页面摘录.

本公开公开了一种波束失败检测方法、信息配置方法、终端及网络设备,其方法包括:接收用于波束失败检测的配置信息;根据配置信息,对目标波束对应的波束失败检测的定时器和/或计数器进行预设操作;其中,目标波束为终端支持的波束中的一个,或者终端支持的带宽部分BWP对应的波束。

Description

波束失败检测方法、信息配置方法、终端及网络设备
相关申请的交叉引用
本申请主张在2018年4月16日在中国提交的中国专利申请No.201810338768.8的优先权,其全部内容通过引用包含于此。
技术领域
本公开涉及通信技术领域,尤其涉及一种波束失败检测方法、信息配置方法、终端及网络设备。
背景技术
在第五代(5 th Generation,5G)移动通信系统,或称为新空口(New Radio,NR)系统中,支持的工作频段提升至6GHz以上,最高约达100GHz。高频段具有较为丰富的空闲频率资源,可以为数据传输提供更大的吞吐量。为达到下行链路传输速率20Gbps,上行链路传输速率10Gbps的目标,高频天线和更大规模、更多天线端口的MIMO技术将被引入。高频信号的波长短,同低频段相比,能够在同样大小的面板上布置更多的天线阵元,利用波束赋形技术形成指向性更强、波瓣更窄的波束,大规模(Massive)MIMO技术使用大规模天线阵列,能够极大地提升系统频带利用效率,支持更大数量的接入用户。

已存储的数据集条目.
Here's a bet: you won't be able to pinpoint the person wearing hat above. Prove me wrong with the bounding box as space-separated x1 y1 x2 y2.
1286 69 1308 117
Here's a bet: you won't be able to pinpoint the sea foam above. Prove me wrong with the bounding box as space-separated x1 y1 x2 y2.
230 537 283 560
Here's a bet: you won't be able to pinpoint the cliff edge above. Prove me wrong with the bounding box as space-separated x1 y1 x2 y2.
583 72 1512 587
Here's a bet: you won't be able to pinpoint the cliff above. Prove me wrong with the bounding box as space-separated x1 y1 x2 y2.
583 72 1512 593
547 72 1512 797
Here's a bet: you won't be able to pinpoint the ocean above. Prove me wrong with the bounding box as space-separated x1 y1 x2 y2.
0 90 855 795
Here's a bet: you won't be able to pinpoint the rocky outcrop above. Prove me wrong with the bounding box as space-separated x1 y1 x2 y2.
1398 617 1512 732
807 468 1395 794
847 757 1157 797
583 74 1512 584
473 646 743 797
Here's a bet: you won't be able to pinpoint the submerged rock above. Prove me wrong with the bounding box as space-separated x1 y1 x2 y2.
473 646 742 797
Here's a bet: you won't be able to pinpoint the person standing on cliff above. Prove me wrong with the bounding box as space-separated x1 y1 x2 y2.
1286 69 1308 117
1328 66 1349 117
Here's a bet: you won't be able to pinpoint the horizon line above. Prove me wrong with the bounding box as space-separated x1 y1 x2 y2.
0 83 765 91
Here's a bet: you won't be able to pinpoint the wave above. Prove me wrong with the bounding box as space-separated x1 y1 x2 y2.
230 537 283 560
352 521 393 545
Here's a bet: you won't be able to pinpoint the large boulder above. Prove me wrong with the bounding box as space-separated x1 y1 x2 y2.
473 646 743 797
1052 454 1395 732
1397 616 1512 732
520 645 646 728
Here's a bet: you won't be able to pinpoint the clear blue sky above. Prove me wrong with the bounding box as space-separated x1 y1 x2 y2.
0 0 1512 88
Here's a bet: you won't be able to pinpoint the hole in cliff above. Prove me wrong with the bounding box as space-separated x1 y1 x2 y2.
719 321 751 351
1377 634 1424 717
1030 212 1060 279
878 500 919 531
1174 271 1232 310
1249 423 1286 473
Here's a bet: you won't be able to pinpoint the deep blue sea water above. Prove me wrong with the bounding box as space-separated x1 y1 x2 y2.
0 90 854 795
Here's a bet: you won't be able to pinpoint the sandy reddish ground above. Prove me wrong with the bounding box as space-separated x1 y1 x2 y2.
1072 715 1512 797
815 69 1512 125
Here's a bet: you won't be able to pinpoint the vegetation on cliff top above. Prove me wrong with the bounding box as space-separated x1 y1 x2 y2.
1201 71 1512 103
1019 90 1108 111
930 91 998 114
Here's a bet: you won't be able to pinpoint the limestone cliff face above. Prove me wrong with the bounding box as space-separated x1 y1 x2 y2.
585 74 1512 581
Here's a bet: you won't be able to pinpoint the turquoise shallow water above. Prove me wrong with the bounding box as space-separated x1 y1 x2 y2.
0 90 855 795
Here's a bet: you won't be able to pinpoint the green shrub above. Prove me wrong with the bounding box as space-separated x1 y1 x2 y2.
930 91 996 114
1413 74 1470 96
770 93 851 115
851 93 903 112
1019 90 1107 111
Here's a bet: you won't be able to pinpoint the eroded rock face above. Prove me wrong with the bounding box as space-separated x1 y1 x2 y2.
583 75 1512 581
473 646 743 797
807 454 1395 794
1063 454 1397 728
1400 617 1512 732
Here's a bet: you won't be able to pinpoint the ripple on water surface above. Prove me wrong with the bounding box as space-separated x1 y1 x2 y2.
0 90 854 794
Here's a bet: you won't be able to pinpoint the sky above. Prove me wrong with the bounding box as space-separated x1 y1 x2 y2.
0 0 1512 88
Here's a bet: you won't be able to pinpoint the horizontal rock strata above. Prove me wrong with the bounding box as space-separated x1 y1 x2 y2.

任务说明 1.
请将记录中从含有“Here's a bet: you won't be able to pinpoint the wave”的那一行开始、到含有“1249 423 1286 473”的那一行结束的各行原样复述出来，首尾两行均包括在内。
任务说明 2.
请接着这段关于波束失败检测的专利文本，从其最后一句之后继续往下写。
上述正文与记录并非出自同一来源。

任务输出 1.
Here's a bet: you won't be able to pinpoint the wave above. Prove me wrong with the bounding box as space-separated x1 y1 x2 y2.
230 537 283 560
352 521 393 545
Here's a bet: you won't be able to pinpoint the large boulder above. Prove me wrong with the bounding box as space-separated x1 y1 x2 y2.
473 646 743 797
1052 454 1395 732
1397 616 1512 732
520 645 646 728
Here's a bet: you won't be able to pinpoint the clear blue sky above. Prove me wrong with the bounding box as space-separated x1 y1 x2 y2.
0 0 1512 88
Here's a bet: you won't be able to pinpoint the hole in cliff above. Prove me wrong with the bounding box as space-separated x1 y1 x2 y2.
719 321 751 351
1377 634 1424 717
1030 212 1060 279
878 500 919 531
1174 271 1232 310
1249 423 1286 473

任务输出 2.
在高频段通信系统中,由于无线信号的波长较短,较容易发生信号传播被阻挡等情况,导致信号传播中断。如果采用现有技术中的无线链路重建,则耗时较长,因此引入了波束失败恢复(Beam Failure Recovery,BFR)机制。
另外,在5G系统中,终端可能只能支持一个比较小的工作带宽(如5MHz),而网络设备侧的一个小区会支持比较大的带宽(如100MHz),该大带宽中的终端工作的小带宽部分则认为是带宽部分(Bandwidth Part,BWP)。网络设备侧可配置终端支持1个或多个BWP,并可通过BWP切换(switching)命令来变换终端当前激活的BWP,即激活新的BWP并去激活当前的激活BWP。额外的,5G系统中,终端还可能支持多个波束。
而当前波束失败检测过程中,终端对于每一个小区仅维护一个波束失败检测定时器和计数器,那么终端无论检测到多个BWP中哪个BWP对应的波束,或多个波束中哪个波束发生波束失败示例,均会控制波束失败检测计数器加1,例如终端对应波束1和波束2,当波束1工作时,终端检测到波束1发生波束失败示例4次,当切换至波束2工作时,终端又检测到波束2发生波束失败示例1次,那么终端控制波束失败检测计数器计数5次,并确定发生波束失败事件。而实际上波束2发生过波束失败示例次数较少,其波束质量较好,但终端采用现有的波束失败检测机制,会误确定为波束1和波束2均不可用,波束失败检测结果准确率较低。
发明内容
本公开实施例提供了一种波束失败检测方法、信息配置方法、终端及网络设备,以解决现有技术中波束失败检测的准确率低的问题。
第一方面,本公开实施例提供了一种波束失败检测方法,应用于终端侧,包括:
接收用于波束失败检测的配置信息;
根据配置信息,对目标波束对应的波束失败检测的定时器和/或计数器进行预设操作;其中,目标波束为终端支持的波束中的一个,或者终端支持的带宽部分BWP对应的波束。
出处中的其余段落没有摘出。